Please rewrite every line of the records below with "this frame" replaced by "this image" and nothing else changed. Leave the pictures out.
──────────
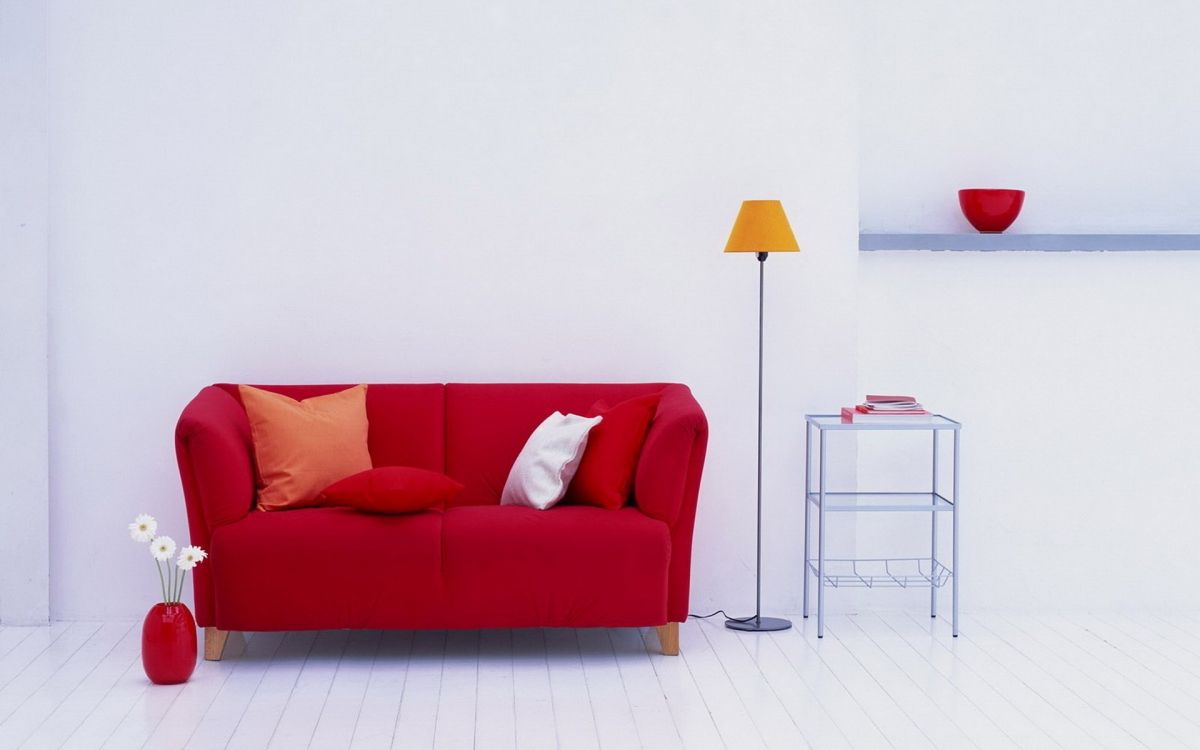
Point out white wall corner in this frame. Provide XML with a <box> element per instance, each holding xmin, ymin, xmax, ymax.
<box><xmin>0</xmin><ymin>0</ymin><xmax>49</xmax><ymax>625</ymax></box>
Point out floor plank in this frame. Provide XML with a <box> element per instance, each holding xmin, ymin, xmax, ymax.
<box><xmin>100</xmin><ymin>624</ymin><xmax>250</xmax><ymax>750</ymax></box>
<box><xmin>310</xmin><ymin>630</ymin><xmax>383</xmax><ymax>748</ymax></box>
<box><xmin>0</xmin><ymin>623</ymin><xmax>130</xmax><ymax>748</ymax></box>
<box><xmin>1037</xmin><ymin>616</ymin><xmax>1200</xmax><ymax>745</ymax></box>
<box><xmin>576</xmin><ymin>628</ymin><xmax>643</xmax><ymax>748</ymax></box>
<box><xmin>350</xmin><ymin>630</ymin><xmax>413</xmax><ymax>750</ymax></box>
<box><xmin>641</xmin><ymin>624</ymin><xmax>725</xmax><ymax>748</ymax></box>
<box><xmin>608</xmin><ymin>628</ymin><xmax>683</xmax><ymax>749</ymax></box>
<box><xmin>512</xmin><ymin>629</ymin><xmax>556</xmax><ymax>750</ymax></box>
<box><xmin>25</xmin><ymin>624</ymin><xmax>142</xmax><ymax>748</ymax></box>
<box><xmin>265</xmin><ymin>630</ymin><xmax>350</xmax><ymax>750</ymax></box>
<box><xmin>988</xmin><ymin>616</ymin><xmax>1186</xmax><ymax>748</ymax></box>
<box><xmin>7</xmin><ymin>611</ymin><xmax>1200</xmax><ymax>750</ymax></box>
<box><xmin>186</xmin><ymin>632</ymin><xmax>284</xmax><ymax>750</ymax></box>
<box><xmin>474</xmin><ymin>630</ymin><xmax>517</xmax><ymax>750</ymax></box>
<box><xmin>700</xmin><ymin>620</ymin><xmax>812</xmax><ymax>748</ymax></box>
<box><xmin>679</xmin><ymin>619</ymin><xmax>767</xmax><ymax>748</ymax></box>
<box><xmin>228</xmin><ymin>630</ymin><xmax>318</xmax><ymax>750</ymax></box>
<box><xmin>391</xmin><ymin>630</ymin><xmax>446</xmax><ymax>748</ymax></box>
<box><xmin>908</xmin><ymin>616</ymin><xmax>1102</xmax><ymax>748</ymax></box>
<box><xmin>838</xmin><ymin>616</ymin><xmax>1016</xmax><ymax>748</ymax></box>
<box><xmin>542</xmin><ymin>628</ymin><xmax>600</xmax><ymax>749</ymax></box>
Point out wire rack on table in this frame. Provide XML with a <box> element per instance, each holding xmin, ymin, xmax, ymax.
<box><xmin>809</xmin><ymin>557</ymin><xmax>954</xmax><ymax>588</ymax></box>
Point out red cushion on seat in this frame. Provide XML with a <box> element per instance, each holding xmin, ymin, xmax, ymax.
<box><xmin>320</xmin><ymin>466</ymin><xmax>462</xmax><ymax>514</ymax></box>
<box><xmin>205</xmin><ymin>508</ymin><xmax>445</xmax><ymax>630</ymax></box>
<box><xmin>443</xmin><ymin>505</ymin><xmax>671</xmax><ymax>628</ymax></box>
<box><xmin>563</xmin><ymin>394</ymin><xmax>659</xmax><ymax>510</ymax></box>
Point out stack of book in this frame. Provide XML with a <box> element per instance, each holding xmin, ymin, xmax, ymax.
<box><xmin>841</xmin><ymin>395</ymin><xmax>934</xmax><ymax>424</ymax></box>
──────────
▶ [Exercise response]
Point out white wall corner in this image. Provide XML with a <box> element per instance, each holding xmin, ymin, xmax, ymax.
<box><xmin>0</xmin><ymin>0</ymin><xmax>49</xmax><ymax>625</ymax></box>
Point out floor plank in this image. Provide XML with a <box> element per instance, each holding xmin, ymin, xmax, ymax.
<box><xmin>100</xmin><ymin>624</ymin><xmax>250</xmax><ymax>750</ymax></box>
<box><xmin>310</xmin><ymin>630</ymin><xmax>383</xmax><ymax>748</ymax></box>
<box><xmin>0</xmin><ymin>623</ymin><xmax>130</xmax><ymax>748</ymax></box>
<box><xmin>1037</xmin><ymin>616</ymin><xmax>1200</xmax><ymax>745</ymax></box>
<box><xmin>576</xmin><ymin>628</ymin><xmax>643</xmax><ymax>748</ymax></box>
<box><xmin>350</xmin><ymin>630</ymin><xmax>413</xmax><ymax>750</ymax></box>
<box><xmin>641</xmin><ymin>624</ymin><xmax>725</xmax><ymax>748</ymax></box>
<box><xmin>608</xmin><ymin>628</ymin><xmax>683</xmax><ymax>749</ymax></box>
<box><xmin>512</xmin><ymin>629</ymin><xmax>556</xmax><ymax>750</ymax></box>
<box><xmin>25</xmin><ymin>624</ymin><xmax>142</xmax><ymax>748</ymax></box>
<box><xmin>265</xmin><ymin>630</ymin><xmax>350</xmax><ymax>750</ymax></box>
<box><xmin>988</xmin><ymin>616</ymin><xmax>1186</xmax><ymax>748</ymax></box>
<box><xmin>7</xmin><ymin>611</ymin><xmax>1200</xmax><ymax>750</ymax></box>
<box><xmin>186</xmin><ymin>632</ymin><xmax>284</xmax><ymax>750</ymax></box>
<box><xmin>474</xmin><ymin>630</ymin><xmax>517</xmax><ymax>750</ymax></box>
<box><xmin>700</xmin><ymin>620</ymin><xmax>812</xmax><ymax>748</ymax></box>
<box><xmin>679</xmin><ymin>619</ymin><xmax>767</xmax><ymax>748</ymax></box>
<box><xmin>228</xmin><ymin>630</ymin><xmax>318</xmax><ymax>750</ymax></box>
<box><xmin>391</xmin><ymin>630</ymin><xmax>446</xmax><ymax>748</ymax></box>
<box><xmin>908</xmin><ymin>616</ymin><xmax>1102</xmax><ymax>748</ymax></box>
<box><xmin>838</xmin><ymin>616</ymin><xmax>1016</xmax><ymax>748</ymax></box>
<box><xmin>542</xmin><ymin>628</ymin><xmax>600</xmax><ymax>749</ymax></box>
Point out wire rack on table in this image. Provide XML with a <box> element per instance, each holding xmin, ymin, xmax, ymax.
<box><xmin>809</xmin><ymin>557</ymin><xmax>954</xmax><ymax>588</ymax></box>
Point out red cushion on seat in this image. Provide XML with a <box> element per instance, each holding xmin, ymin, xmax, ymax.
<box><xmin>320</xmin><ymin>466</ymin><xmax>462</xmax><ymax>514</ymax></box>
<box><xmin>205</xmin><ymin>508</ymin><xmax>445</xmax><ymax>630</ymax></box>
<box><xmin>443</xmin><ymin>505</ymin><xmax>671</xmax><ymax>628</ymax></box>
<box><xmin>563</xmin><ymin>394</ymin><xmax>659</xmax><ymax>510</ymax></box>
Point out stack of book in this image. Provide XML with a <box> element per instance, each holding xmin, ymin, xmax, ymax.
<box><xmin>841</xmin><ymin>395</ymin><xmax>934</xmax><ymax>424</ymax></box>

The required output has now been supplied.